### ПРИВЕДЁННЫЙ ТЕКСТ
▬▬▬

Память сердца.
С чего начинается Родина?
C той песни, что пела нам мать.
С того, что в любых испытаниях
У нас никому не отнять.
А, может, она начинается...
Помните эту песню из легендарного сериала?
А действительно, с чего начинается Родина?
С картинки в твоём букваре?
А, может, она начинается с весенней запевки скворца?
Или всё же, со старой отцовской будёновки?
Вопрос интересный!
Да и ответов, наверное, не счесть.
Но что бы сейчас ни говорили двуногие «хамелеоны», а Родина у нас, была одна,
и никуда нам от этого не деться, только у каждого из нас, она начиналась по-
разному.
Я вот, честно говоря, весенней запевки скворца, совсем не помню.
Воробьи чирикали, спать не давали, а потом, куда-то, навсегда исчезали — это
было.

▬▬▬

### ПРЕДСТАВЛЕННЫЙ МАТЕРИАЛ

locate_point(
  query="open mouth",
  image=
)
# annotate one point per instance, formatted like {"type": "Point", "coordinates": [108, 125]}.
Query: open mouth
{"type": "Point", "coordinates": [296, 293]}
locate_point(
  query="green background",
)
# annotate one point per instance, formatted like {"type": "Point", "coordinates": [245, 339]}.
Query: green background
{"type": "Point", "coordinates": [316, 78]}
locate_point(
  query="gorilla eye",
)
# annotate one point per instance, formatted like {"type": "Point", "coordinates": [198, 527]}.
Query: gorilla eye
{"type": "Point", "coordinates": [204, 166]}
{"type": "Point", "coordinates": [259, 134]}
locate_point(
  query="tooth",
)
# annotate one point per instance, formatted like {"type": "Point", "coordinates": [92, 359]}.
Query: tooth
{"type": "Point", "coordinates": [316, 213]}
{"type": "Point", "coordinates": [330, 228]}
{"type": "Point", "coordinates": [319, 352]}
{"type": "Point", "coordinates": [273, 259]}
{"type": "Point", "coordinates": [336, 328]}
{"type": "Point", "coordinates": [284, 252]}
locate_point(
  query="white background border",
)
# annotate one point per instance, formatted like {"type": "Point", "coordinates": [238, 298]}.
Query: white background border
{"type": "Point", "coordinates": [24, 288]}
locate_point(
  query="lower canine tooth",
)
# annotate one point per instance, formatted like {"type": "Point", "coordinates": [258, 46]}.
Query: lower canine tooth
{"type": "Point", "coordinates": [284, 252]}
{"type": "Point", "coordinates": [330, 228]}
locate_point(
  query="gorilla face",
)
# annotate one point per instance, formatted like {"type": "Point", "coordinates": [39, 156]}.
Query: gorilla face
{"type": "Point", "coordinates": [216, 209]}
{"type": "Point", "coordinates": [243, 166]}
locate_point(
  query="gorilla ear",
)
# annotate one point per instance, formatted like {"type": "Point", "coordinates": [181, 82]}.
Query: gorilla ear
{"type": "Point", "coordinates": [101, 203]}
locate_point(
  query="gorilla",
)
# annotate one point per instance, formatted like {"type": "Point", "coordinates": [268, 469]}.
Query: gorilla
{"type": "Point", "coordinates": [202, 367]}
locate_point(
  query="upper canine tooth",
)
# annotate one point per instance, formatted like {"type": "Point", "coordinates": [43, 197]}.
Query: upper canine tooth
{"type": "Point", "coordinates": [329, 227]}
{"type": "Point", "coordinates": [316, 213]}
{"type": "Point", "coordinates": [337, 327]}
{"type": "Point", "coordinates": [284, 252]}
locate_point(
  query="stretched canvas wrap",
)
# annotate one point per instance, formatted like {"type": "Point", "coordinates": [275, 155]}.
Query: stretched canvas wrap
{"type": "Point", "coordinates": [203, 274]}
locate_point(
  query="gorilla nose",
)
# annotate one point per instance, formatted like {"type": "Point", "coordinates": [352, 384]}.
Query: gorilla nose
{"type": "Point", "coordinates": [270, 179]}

▬▬▬

### ЗАДАНИЕ
Пожалуйста, перепиши приведённый текст, начиная со слов «Память сердца.» и заканчивая словами «наверное, не счесть.», и замени в нём «Родина» на «Отчизна». Материал здесь не понадобится.

### ОТВЕТ К ЗАДАНИЮ
Память сердца.
С чего начинается Отчизна?
C той песни, что пела нам мать.
С того, что в любых испытаниях
У нас никому не отнять.
А, может, она начинается...
Помните эту песню из легендарного сериала?
А действительно, с чего начинается Отчизна?
С картинки в твоём букваре?
А, может, она начинается с весенней запевки скворца?
Или всё же, со старой отцовской будёновки?
Вопрос интересный!
Да и ответов, наверное, не счесть.